Page text:
| « Nested code preference | An untyped Python module to match the typed module » |
I hate regular expressions. I know, I know. It’s CRAZY for me to say that. I work on computational phonology, and phonology is basically a regular language. I’ve taken classes in which finite state machines, the theory behind regular expressions, figured prominently, and we had to implement our own regex engine. I am training a probabilistic finite state machine, a hidden Markov model, as we speak. Err, well, actually it’s buggy right now, and I’m not speaking, so I actually I will resume debugging it when I finish writing this post. But you get the idea.
The problem that is unique to me is that actually I can’t use normal regular expressions for phonology because they are deterministic. They aren’t meant to capture variation or uncertainty. But most people don’t have that problem. And I don’t have that problem for my everyday tasks of parsing corpora and config files. Regular expressions still have problems in their intended niche. Problem Number One, and one that I don’t intend to fix, is that the syntax is incredibly terse. Probably half of Perl’s reputation for line noise comes from the fact that Perl mongers think that every line needs a regular expression on it. You can work around Problem One by using the verbose/ignore-white-space option available in most regex engines.
Problem Number Two might be more important than Problem One, I’m not sure. It’s the complete inability to form abstractions. Without the ability to form abstractions, the ignore-white-space option is the equivalent to formatting your assembly code nicely with indentation and spaces to show structure. You still have to read one million lines of step-by-step instructions to the underlying engine. Regular expression syntax just does not provide any way to split regexes into chunks and re-use them.
Aha! But there is a way around this. In most languages, regular expressions are quoted in strings. And strings have plenty of ways to nest. String interpolation is the most obvious to me. Here’s an example. I’m parsing a config file in which hex digits figure prominently (I’ll blog later on the actual project if it turns out to be interesting). Here are the abstractions I create:
hexdigit = '[0-9A-Fa-f]'
hexbyte = '%s{2}|%s{4}' % (hexdigit, hexdigit)

Information given:
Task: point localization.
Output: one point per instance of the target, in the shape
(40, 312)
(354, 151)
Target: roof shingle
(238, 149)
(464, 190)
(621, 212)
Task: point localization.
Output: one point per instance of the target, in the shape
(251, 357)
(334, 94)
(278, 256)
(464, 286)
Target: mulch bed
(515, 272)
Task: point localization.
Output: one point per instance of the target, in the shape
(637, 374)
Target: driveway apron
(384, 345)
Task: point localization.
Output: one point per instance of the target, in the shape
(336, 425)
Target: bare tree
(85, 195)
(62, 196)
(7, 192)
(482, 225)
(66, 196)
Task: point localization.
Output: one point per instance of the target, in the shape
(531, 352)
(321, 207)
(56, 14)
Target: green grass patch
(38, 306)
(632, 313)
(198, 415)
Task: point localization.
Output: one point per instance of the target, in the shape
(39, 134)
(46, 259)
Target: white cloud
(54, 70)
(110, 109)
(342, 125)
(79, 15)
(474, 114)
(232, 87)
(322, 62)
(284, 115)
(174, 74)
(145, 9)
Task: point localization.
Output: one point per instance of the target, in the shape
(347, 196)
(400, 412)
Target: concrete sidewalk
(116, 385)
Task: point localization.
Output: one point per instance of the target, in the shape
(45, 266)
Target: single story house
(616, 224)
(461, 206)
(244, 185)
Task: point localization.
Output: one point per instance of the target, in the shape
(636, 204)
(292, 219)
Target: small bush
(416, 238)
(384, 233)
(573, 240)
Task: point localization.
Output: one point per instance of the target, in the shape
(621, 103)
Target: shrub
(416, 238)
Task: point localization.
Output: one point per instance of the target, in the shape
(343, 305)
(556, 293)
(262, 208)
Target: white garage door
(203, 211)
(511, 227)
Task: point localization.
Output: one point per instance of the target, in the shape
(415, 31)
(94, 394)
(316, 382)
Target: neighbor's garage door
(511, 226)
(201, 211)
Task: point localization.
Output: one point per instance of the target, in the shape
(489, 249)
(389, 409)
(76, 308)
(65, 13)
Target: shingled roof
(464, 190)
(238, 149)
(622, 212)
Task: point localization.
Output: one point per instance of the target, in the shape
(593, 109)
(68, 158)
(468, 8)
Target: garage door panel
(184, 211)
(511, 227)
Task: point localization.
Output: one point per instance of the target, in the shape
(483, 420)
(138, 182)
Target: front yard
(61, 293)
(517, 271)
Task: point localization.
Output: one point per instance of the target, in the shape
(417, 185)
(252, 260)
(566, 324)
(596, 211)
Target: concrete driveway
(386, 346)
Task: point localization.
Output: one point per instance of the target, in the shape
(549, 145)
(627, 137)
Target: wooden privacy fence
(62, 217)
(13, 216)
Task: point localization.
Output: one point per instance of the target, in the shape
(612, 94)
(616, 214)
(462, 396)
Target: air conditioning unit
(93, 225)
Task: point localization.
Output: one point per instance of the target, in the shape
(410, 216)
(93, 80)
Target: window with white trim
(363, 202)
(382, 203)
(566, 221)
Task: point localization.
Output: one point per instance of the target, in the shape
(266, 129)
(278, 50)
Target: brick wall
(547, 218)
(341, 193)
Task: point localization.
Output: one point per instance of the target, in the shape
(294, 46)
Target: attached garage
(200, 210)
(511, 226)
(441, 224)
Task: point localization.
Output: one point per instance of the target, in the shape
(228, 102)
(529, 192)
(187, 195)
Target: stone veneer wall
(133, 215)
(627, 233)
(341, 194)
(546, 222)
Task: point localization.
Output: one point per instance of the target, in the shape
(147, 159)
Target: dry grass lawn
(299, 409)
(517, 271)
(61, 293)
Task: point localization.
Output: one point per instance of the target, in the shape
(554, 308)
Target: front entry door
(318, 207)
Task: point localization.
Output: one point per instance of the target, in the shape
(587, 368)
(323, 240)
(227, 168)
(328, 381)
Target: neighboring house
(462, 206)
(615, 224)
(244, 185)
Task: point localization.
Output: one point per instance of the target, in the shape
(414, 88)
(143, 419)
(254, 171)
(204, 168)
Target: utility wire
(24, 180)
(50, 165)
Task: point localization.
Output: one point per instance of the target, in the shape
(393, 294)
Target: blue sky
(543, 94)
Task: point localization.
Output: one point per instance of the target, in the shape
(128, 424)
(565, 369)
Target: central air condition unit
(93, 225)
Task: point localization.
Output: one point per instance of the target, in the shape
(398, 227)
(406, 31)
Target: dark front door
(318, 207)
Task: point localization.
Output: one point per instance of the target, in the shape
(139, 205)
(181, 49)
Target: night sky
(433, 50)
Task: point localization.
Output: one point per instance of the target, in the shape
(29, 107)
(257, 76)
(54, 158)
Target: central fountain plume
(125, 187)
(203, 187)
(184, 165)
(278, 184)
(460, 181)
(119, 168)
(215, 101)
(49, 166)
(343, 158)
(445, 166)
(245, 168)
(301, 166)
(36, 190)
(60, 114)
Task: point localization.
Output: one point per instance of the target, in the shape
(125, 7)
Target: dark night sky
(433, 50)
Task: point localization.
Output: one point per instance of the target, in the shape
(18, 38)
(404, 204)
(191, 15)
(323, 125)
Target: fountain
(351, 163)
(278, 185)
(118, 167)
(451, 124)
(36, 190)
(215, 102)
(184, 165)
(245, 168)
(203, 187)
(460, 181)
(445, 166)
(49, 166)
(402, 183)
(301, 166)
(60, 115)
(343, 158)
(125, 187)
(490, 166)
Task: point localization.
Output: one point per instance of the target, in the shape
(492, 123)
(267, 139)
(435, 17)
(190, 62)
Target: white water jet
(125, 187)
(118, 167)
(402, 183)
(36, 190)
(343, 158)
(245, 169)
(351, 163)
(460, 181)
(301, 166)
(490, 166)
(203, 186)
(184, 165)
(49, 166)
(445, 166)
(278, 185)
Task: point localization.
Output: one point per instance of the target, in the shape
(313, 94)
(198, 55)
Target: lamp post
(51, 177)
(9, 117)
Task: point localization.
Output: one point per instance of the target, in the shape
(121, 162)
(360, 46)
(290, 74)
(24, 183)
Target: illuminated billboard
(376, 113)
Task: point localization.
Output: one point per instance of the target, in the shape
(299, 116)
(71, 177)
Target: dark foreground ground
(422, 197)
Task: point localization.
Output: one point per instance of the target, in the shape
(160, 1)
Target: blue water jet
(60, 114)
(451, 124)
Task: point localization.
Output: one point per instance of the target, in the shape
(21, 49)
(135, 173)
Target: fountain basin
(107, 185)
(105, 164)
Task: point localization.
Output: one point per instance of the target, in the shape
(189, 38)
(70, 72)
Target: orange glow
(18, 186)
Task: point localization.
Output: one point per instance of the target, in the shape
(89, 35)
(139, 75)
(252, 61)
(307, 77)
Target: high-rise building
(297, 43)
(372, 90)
---
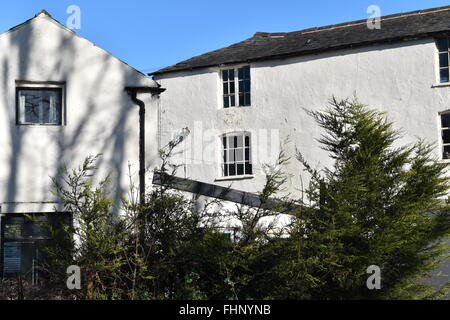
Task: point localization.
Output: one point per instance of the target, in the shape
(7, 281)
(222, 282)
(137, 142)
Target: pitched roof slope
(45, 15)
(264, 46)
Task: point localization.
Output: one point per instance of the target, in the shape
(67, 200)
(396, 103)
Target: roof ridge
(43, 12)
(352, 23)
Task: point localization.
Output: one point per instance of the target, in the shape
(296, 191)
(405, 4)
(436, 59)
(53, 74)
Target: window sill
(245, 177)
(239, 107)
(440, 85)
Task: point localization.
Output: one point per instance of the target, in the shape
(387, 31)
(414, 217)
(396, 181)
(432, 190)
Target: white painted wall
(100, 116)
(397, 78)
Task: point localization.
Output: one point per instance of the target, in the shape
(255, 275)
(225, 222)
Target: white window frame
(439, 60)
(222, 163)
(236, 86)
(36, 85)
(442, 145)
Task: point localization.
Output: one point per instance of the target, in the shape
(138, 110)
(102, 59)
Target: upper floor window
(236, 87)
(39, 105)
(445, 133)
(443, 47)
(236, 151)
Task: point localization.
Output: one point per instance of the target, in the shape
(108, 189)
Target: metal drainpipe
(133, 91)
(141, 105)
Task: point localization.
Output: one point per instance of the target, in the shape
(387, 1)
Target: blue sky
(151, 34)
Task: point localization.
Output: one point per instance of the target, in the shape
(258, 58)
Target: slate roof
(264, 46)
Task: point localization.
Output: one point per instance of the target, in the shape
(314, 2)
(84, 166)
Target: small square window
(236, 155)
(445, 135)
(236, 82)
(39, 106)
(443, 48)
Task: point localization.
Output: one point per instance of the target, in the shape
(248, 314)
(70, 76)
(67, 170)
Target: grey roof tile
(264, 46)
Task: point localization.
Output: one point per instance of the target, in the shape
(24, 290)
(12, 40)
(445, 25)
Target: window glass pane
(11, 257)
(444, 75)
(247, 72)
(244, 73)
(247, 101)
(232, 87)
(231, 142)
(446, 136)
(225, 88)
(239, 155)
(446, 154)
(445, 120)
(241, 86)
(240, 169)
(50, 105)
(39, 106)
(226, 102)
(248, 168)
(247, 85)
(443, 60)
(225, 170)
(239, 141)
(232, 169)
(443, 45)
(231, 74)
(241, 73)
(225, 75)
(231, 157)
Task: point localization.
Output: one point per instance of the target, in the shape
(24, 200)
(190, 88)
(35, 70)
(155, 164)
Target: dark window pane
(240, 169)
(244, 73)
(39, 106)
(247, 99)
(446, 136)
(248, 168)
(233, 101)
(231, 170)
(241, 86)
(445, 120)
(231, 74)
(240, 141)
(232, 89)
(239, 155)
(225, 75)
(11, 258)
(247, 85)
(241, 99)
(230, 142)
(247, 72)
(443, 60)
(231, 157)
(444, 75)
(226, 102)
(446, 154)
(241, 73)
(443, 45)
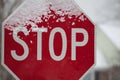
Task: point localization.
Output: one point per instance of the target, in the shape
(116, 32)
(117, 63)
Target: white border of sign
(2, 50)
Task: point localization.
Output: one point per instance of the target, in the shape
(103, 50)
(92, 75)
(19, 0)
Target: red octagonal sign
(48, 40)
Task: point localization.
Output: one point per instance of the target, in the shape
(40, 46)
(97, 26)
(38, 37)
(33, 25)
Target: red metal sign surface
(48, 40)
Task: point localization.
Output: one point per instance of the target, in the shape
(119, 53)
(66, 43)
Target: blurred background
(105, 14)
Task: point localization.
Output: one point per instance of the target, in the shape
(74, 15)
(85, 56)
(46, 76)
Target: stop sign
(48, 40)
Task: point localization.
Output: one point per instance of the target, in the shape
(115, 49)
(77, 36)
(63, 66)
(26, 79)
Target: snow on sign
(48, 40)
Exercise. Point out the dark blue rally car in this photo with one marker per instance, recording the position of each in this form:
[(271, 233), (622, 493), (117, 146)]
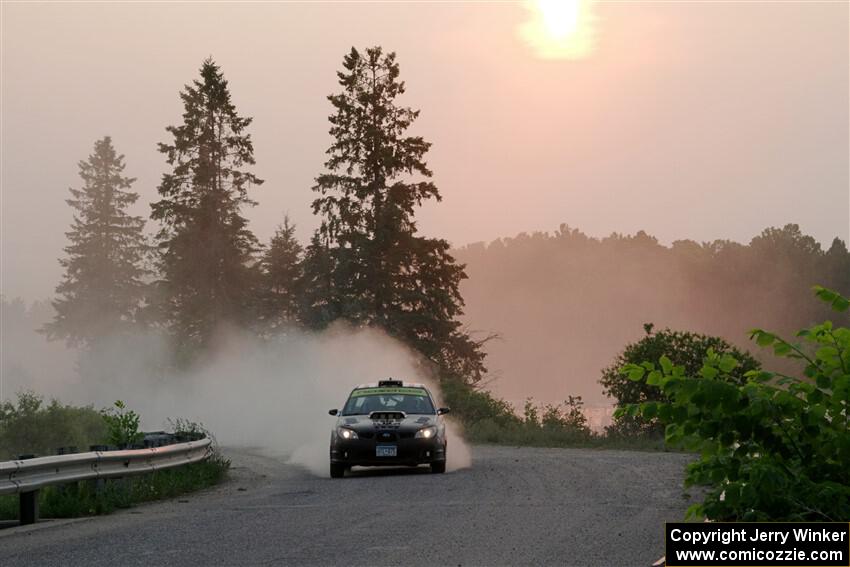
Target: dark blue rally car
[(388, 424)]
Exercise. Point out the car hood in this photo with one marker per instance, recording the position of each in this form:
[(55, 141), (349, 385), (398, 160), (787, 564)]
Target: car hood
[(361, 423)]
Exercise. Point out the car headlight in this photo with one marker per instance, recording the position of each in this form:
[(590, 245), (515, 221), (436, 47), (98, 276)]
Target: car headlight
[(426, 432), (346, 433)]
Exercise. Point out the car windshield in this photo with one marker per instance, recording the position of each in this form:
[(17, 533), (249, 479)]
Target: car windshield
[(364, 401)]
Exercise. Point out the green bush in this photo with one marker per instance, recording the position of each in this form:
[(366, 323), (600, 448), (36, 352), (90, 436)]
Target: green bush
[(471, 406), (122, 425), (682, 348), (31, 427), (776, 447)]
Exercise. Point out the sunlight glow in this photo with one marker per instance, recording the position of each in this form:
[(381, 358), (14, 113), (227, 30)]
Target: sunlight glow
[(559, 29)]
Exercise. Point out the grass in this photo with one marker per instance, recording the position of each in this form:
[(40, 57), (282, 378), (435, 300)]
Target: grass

Complete the following:
1. In the post about regular expressions, what is Problem Number Two?
2. Please write out the stretch of the regular expressions post from "The problem that" through "most regex engines.".

Answers in order:
1. The complete inability to form abstractions.

2.
The problem that is unique to me is that actually I can’t use normal regular expressions for phonology because they are deterministic. They aren’t meant to capture variation or uncertainty. But most people don’t have that problem. And I don’t have that problem for my everyday tasks of parsing corpora and config files. Regular expressions still have problems in their intended niche. Problem Number One, and one that I don’t intend to fix, is that the syntax is incredibly terse. Probably half of Perl’s reputation for line noise comes from the fact that Perl mongers think that every line needs a regular expression on it. You can work around Problem One by using the verbose/ignore-white-space option available in most regex engines.